Start of Supplied text

Peter Simonini (born January 19, 1957 in Somerville, Massachusetts) was an American soccer goalkeeper who was the 1983 American Soccer League MVP.  He spent two seasons in the North American Soccer League, one in the American Soccer League, one in the United Soccer League and one in the Major Indoor Soccer League.  He later served as the head coach of the Bentley College men's soccer team for twenty years.

Player
Simonini attended Plymouth State University, playing on the soccer team from 1976 to 1979. He finished his career with a 0.35 goals against average, an NCAA Division III record. In 1990, Plymouth State inducted Simonini into its Hall of Fame.  The New England Tea Men of the North American Soccer League drafted Simonini in the first round (third overall) of the 1980 NASL College Draft.  He saw time in five games that season.  Following the 1980 season, the Tea Men moved to Florida and became the Jacksonville Tea Men.  Following the 1982 season, the Tea Men left the NASL and moved to the second division American Soccer League.  The Tea Men defeated the Pennsylvania Stoners to win the 1983 championship as Simonini was chosen as the league MVP.  The ASL collapsed at the end of the 1983 season and the Tea Men moved to the newly established United Soccer League.  The Dallas Sidekicks of Major Indoor Soccer League (MISL) signed Simonini as a free agent on September 14, 1984.  He played two games with Dallas before suffering a season ending knee injury in November 1984.

End of Supplied text
Start of Data provided

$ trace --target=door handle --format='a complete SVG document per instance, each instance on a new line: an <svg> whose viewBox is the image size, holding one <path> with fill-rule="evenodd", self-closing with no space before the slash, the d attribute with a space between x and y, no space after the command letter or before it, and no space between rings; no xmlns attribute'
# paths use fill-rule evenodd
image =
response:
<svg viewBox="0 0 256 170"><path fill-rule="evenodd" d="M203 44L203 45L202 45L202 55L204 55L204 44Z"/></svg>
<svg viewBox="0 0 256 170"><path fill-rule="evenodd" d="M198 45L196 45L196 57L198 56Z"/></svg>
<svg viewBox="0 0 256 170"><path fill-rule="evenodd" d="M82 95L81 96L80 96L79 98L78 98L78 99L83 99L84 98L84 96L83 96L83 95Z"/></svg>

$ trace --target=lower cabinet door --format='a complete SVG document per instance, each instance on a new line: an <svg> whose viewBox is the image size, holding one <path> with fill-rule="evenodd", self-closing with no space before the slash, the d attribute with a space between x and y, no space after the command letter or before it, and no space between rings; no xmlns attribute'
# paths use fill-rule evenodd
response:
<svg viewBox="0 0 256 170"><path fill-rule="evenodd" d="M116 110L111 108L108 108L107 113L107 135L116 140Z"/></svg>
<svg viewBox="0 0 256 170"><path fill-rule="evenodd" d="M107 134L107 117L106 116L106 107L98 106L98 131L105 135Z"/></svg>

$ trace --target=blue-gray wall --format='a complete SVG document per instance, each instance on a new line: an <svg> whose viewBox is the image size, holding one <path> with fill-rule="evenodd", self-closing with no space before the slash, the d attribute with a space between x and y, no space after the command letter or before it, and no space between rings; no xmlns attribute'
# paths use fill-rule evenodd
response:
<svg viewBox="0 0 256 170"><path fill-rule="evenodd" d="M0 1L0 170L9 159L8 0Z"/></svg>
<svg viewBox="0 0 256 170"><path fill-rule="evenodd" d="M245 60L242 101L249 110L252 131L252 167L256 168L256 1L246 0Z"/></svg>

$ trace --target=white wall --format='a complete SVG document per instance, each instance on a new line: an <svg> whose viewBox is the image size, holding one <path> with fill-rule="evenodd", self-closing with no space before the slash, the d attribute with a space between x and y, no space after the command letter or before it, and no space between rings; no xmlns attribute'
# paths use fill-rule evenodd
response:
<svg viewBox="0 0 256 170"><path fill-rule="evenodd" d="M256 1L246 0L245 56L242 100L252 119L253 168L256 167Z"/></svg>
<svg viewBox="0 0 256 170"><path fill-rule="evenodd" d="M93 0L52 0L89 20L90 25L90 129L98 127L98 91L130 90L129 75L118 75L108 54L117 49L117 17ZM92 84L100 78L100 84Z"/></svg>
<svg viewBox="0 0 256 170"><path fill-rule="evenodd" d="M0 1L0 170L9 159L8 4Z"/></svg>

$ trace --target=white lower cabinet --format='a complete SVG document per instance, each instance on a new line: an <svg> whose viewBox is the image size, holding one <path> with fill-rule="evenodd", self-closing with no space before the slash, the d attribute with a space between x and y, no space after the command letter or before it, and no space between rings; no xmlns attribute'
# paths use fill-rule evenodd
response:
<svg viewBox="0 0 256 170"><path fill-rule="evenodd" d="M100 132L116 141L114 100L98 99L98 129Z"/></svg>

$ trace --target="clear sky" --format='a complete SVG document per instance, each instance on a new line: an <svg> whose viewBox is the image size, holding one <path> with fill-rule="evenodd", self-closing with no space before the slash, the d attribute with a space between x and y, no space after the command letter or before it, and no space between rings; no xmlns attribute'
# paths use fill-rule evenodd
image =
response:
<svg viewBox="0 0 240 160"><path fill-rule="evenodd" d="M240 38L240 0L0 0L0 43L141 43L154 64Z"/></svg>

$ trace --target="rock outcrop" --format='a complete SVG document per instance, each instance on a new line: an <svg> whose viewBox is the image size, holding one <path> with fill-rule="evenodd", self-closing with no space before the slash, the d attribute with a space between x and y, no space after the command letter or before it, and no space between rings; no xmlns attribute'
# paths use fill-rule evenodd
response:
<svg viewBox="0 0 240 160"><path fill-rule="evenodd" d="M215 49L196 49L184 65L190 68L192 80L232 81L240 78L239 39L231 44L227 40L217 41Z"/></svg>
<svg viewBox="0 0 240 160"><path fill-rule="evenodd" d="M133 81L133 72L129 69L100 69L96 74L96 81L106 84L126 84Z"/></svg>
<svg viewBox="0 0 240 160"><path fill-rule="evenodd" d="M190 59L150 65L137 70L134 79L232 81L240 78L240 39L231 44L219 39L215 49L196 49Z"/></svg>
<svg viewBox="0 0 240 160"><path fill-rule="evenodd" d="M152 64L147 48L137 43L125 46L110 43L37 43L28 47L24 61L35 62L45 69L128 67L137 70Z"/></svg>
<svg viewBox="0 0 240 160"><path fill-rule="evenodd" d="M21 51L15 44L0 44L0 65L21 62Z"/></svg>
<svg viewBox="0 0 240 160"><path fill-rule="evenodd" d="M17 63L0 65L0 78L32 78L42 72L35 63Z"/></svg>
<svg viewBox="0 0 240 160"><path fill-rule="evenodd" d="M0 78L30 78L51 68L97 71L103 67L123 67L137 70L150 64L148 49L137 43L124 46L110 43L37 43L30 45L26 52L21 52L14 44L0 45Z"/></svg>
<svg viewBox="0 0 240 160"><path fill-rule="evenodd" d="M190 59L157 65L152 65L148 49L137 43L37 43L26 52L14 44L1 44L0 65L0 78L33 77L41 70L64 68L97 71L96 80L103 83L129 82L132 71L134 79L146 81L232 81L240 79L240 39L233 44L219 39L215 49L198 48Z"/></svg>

End of Data provided

Work instructions:
1. Repeat the stretch from "Peter Simonini (born" through "for twenty years." in the Simonini biography word for word.
2. Summarize the Simonini biography in two sentences.

Response list:
1.
Peter Simonini (born January 19, 1957 in Somerville, Massachusetts) was an American soccer goalkeeper who was the 1983 American Soccer League MVP.  He spent two seasons in the North American Soccer League, one in the American Soccer League, one in the United Soccer League and one in the Major Indoor Soccer League.  He later served as the head coach of the Bentley College men's soccer team for twenty years.

2. Peter Simonini, an American soccer goalkeeper born in 1957 in Somerville, Massachusetts, finished his Plymouth State career with an NCAA Division III record goals against average and was drafted by the New England Tea Men in the first round of the 1980 NASL College Draft. He was chosen as the 1983 American Soccer League MVP when the Tea Men won the championship, later signed with the Dallas Sidekicks before a season-ending knee injury, and served as head coach of the Bentley College men's soccer team for twenty years.